### PROBLEM
Copy out every record exactly.

Referring expression data:
****************************************
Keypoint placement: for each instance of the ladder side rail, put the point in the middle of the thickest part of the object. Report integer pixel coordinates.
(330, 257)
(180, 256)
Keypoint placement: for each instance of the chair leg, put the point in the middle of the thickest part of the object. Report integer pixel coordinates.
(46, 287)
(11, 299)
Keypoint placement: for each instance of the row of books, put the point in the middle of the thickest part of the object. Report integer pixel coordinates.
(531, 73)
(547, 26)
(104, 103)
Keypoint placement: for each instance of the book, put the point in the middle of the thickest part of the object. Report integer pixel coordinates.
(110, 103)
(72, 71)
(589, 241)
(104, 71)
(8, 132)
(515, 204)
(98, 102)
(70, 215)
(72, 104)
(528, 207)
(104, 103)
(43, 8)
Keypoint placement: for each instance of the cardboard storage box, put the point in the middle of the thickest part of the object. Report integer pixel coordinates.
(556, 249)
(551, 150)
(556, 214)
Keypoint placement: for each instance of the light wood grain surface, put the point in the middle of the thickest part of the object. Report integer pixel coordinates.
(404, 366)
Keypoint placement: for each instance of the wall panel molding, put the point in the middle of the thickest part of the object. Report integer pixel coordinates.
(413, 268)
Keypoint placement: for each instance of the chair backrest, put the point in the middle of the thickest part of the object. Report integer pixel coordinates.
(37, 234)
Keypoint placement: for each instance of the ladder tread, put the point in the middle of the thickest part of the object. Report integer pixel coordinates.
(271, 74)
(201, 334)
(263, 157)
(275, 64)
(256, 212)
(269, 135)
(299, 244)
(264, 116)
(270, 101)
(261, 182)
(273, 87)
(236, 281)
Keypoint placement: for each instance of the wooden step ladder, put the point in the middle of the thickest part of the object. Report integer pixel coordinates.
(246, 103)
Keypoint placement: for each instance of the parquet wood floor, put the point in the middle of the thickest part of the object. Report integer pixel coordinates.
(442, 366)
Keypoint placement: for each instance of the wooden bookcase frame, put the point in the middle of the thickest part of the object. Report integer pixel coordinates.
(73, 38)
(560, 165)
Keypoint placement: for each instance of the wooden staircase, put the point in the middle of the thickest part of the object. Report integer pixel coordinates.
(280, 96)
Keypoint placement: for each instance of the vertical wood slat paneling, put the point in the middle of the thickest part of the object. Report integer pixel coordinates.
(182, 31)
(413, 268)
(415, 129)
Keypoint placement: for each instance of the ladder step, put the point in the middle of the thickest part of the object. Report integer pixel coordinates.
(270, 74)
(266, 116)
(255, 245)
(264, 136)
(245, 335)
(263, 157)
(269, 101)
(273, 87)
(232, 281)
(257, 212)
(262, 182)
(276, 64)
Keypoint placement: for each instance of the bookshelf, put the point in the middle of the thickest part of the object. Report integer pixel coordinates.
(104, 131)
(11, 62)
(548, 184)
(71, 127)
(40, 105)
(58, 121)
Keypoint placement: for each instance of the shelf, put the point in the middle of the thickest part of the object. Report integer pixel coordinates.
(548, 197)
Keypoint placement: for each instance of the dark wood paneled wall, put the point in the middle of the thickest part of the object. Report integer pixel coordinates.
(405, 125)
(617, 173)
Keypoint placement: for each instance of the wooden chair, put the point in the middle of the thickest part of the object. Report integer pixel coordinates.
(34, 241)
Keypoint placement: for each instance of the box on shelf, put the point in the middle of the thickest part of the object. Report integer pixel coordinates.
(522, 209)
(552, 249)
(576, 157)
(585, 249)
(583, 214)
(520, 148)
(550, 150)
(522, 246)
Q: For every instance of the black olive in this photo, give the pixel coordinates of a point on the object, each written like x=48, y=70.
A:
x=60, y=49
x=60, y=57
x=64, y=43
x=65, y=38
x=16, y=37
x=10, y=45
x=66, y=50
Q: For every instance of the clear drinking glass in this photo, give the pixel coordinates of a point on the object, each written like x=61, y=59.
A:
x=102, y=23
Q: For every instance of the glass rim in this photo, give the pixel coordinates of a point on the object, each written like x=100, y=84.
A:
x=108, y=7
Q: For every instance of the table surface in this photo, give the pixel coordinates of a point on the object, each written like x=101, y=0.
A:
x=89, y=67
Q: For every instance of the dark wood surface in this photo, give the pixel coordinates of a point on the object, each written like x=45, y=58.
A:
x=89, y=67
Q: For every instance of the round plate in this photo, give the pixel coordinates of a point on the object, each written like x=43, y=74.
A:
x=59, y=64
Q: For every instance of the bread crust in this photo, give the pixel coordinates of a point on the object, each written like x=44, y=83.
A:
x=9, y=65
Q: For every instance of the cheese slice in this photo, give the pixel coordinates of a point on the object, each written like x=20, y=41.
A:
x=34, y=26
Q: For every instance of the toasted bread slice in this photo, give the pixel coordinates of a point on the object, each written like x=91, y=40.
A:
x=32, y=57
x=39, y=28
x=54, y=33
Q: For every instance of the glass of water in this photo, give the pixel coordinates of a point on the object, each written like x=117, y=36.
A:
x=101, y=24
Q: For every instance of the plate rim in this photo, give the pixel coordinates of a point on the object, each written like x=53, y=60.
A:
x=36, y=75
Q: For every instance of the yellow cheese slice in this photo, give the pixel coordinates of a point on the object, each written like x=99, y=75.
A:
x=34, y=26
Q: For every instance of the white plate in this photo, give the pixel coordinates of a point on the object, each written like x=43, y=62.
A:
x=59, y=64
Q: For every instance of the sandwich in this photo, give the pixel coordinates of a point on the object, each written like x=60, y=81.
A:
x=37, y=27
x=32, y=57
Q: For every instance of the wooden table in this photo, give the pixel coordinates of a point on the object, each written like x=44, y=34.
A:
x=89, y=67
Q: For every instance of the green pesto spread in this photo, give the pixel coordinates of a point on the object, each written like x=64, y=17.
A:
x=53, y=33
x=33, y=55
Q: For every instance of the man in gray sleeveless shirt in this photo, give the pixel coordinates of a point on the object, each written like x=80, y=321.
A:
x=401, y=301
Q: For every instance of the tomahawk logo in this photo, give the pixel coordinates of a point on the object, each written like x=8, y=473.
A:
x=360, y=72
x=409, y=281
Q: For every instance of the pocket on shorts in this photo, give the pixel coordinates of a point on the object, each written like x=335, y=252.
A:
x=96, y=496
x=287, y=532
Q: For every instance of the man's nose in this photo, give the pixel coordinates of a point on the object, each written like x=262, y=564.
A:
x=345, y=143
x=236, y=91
****************************************
### TASK SOLUTION
Keypoint placement: for each instance of the ladder side rail, put the point in the middle of the thickest part of the object. Report integer pixel coordinates.
(330, 257)
(180, 256)
Keypoint placement: for each instance of the chair leg, put the point in the middle of the thickest part of the object. Report integer pixel coordinates.
(46, 287)
(11, 299)
Keypoint placement: for each instance of the row of books, put the point in the middle of the thickest part of the object. Report integer pixel coordinates.
(531, 73)
(547, 26)
(104, 103)
Keypoint placement: for each instance of the book, put the point in the middle of the thickest part of the object. Report integer pixel coordinates.
(110, 103)
(72, 71)
(589, 241)
(104, 71)
(8, 132)
(515, 204)
(98, 102)
(70, 215)
(72, 104)
(528, 207)
(104, 103)
(43, 8)
Keypoint placement: for each instance of the cardboard storage box, put the point in the middle of the thickest part of the object. Report integer pixel coordinates.
(556, 249)
(551, 150)
(556, 214)
Keypoint placement: for each instance of the light wood grain surface, put the point in the middle of the thickest part of the object. Report integer pixel coordinates.
(404, 366)
Keypoint placement: for each instance of the wall panel molding, put the point in the middle of the thickest part of the object. Report integer pixel coordinates.
(413, 268)
Keypoint placement: for each instance of the chair backrest, put the point in the middle of the thickest part of the object. Report integer pixel coordinates.
(37, 234)
Keypoint placement: for each instance of the ladder tread, put the point in the middle of the thickest part of the object. Report integer pixel coordinates.
(271, 74)
(201, 334)
(263, 157)
(275, 64)
(256, 212)
(269, 135)
(299, 244)
(264, 116)
(270, 101)
(261, 182)
(273, 87)
(236, 281)
Keypoint placement: for each instance of the wooden step ladder, put the point in the middle of the thickest part of the object. Report integer pixel coordinates.
(246, 103)
Keypoint placement: for each instance of the parquet wood floor, put the point in the middle of the thickest part of the object. Report integer pixel coordinates.
(442, 366)
Keypoint placement: for each instance of the wooden bookcase frame, put the point in the middle of the thickest part of the object. Report integer pixel coordinates.
(73, 38)
(560, 165)
Keypoint placement: for each instance of the wooden staircase, put the point in the middle of the thickest part of the object. Report integer pixel coordinates.
(280, 96)
Keypoint placement: for each instance of the vertical wood slat paneling, put the point in the middle of the thickest part of the object. Report integer pixel coordinates.
(182, 31)
(413, 268)
(415, 129)
Keypoint placement: for each instance of the ladder step, put the point in the middle of the thickest part of the object. Report integer pixel coordinates.
(270, 74)
(266, 116)
(255, 245)
(264, 136)
(245, 335)
(263, 157)
(269, 101)
(273, 87)
(232, 281)
(257, 212)
(262, 182)
(276, 64)
Keypoint placement: for each instance of the bookshelf, put the point in the middle of the thickest part of the object. Report integer pixel coordinates.
(104, 131)
(11, 62)
(548, 184)
(71, 127)
(40, 105)
(58, 121)
Keypoint placement: for each instance of the shelf, put the point in the middle of the thickest part of the object. Report integer pixel coordinates.
(548, 197)
Keypoint placement: for each instance of the dark wood paneled wall, put the point in the middle of the thickest part of the object. Report integer pixel coordinates.
(405, 125)
(617, 173)
Keypoint placement: for each instance of the wooden chair, put the point in the middle of the thickest part of the object. Report integer pixel coordinates.
(34, 241)
Keypoint placement: for each instance of the box on shelf, put the point in the middle of the thickest part of the object. Report integer pixel coordinates.
(522, 209)
(552, 249)
(576, 157)
(585, 249)
(583, 214)
(520, 148)
(550, 150)
(522, 246)
Q: For every instance of the black olive in this photo, give the pixel coordinates of a point on the object, each written like x=48, y=70.
A:
x=60, y=49
x=60, y=57
x=64, y=43
x=65, y=38
x=16, y=37
x=10, y=45
x=66, y=50
Q: For every instance of the clear drinking glass in this photo, give the pixel coordinates of a point on the object, each written like x=61, y=59.
A:
x=102, y=23
Q: For every instance of the glass rim in this photo, give the pixel coordinates of a point on the object, each written like x=100, y=84.
A:
x=108, y=7
Q: For every instance of the table surface in this photo, give the pixel coordinates of a point on the object, each written like x=101, y=0.
A:
x=89, y=67
Q: For every instance of the dark wood surface in this photo, give the pixel coordinates of a point on the object, each written like x=45, y=58.
A:
x=89, y=67
Q: For every instance of the round plate in this photo, give the pixel coordinates of a point on the object, each written like x=43, y=74.
A:
x=59, y=64
Q: For every instance of the bread crust in this photo, give the pixel coordinates of a point on the object, each written like x=44, y=83.
A:
x=9, y=65
Q: For every instance of the cheese slice in this photo, give the pixel coordinates of a point on the object, each written like x=20, y=41.
A:
x=34, y=26
Q: For every instance of the toasted bread slice in this photo, give the pixel coordinates of a point on the object, each written like x=91, y=40.
A:
x=32, y=57
x=39, y=28
x=54, y=33
Q: For every instance of the glass of water in this photo, give the pixel coordinates of a point on the object, each written like x=117, y=36.
A:
x=101, y=24
Q: For every instance of the plate rim in this photo, give the pixel coordinates of a point on the object, each written like x=53, y=60.
A:
x=36, y=75
Q: For every instance of the yellow cheese slice in this photo, give the pixel coordinates of a point on the object, each written like x=99, y=75.
A:
x=34, y=26
Q: For every instance of the white plate in this photo, give the pixel coordinates of a point on the object, each written like x=43, y=62.
A:
x=59, y=64
Q: For every instance of the sandwich in this photo, give the pixel coordinates of a point on the object, each written like x=60, y=81.
A:
x=37, y=27
x=32, y=57
Q: For every instance of the wooden table in this photo, give the pixel coordinates of a point on the object, each written like x=44, y=34.
A:
x=89, y=67
Q: For every instance of the green pesto spread in this photo, give the pixel coordinates of a point on the object, each written like x=64, y=17.
A:
x=53, y=33
x=33, y=55
Q: For every instance of the man in gray sleeveless shirt in this photo, give the pixel coordinates of a point on the object, each written like x=80, y=321.
A:
x=401, y=301
Q: For every instance of the tomahawk logo in this photo, give the pixel coordinates of a point on the object, each written like x=8, y=473.
A:
x=360, y=72
x=409, y=281
Q: For every instance of the pocket on shorts in this photo, give the pixel coordinates of a point on the object, each written like x=335, y=252.
A:
x=96, y=496
x=287, y=532
Q: For every instance of the man's nose in this photo, give the pixel coordinates of a point on the object, each written like x=262, y=564.
A:
x=345, y=143
x=236, y=91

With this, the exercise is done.